++++ Reading text ++++

The network interface controller 20 is configured to connect to other ones of the nodes 12 over the network 14 (block 606). In some embodiments, initialization vectors (IVs) are typically used to ensure data of different packets is encrypted based on different IVs, as described in more detail below.


The network interface controller 20 is configured to compute task-and-node-specific communication keys for securing communication with one or more of the nodes 12 over the network 14 based on task-specific master keys and node-specific data (block 610). The term “node-specific” may be indicative of a single node or a node-pair, for example. In some embodiments, the network interface controller 20 is configured to compute the task-and-node-pair-specific communication keys based on node-pair specific data (i.e., based on specific data of the sender and receiver node 12) (block 612). The node-pair specific data may be derived from address information of a pair of the nodes. In some embodiments, the network interface controller 20 (i.e., of the sender node 12) is configured to compute the task-and-node-pair-specific communication keys based on the task-specific master keys and based on data that identifies the sender node 12 such as data including address information of the sender node 12 (block 614).


In some embodiments, the network interface controller 20 is configured to compute the task-and-node-specific communication keys based on the node or node-pair specific data, the task-specific master keys, and a generation indicator (block 616), described in more detail with reference to FIG. 8.


For example, the task and node-specific communication keys are computed by inputting respective ones of the task master keys 24 and node-specific data (of respective pairs of the nodes) and optionally a generation indicator into a suitable key computation function or algorithm. The task and node-specific communication keys may be computed using any suitable algorithm, for example, HMAC-SHA, or CMAC. For example, for task X between nodes A and B, the task and node-specific communication key is computed using the master key for task X and node-specific data of nodes A and B, optionally a generation indicator, and for task Y between nodes C and B, the task and node-specific communication key is computed using the master key for task Y and node-specific data of nodes C and B, optionally including a generation indicator.

++++ Data extract ++++

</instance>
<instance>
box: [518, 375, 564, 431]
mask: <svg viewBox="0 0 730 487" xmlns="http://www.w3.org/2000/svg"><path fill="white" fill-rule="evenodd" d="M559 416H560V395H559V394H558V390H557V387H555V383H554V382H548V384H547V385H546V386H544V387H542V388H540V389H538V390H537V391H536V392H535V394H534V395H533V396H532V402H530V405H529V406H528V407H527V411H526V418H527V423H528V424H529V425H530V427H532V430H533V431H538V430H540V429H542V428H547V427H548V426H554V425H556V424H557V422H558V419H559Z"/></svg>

++++

Directions:
[A] In the text on communication keys, which two algorithms are named as examples for computing the task and node-specific communication keys?
[B] Reproduce everything in the text on communication keys from "The network interface controller 20 is configured to connect" down to "more detail below.".
The data after the text on communication keys is separate material.

Results in order:
[A] HMAC-SHA and CMAC.

[B]
The network interface controller 20 is configured to connect to other ones of the nodes 12 over the network 14 (block 606). In some embodiments, initialization vectors (IVs) are typically used to ensure data of different packets is encrypted based on different IVs, as described in more detail below.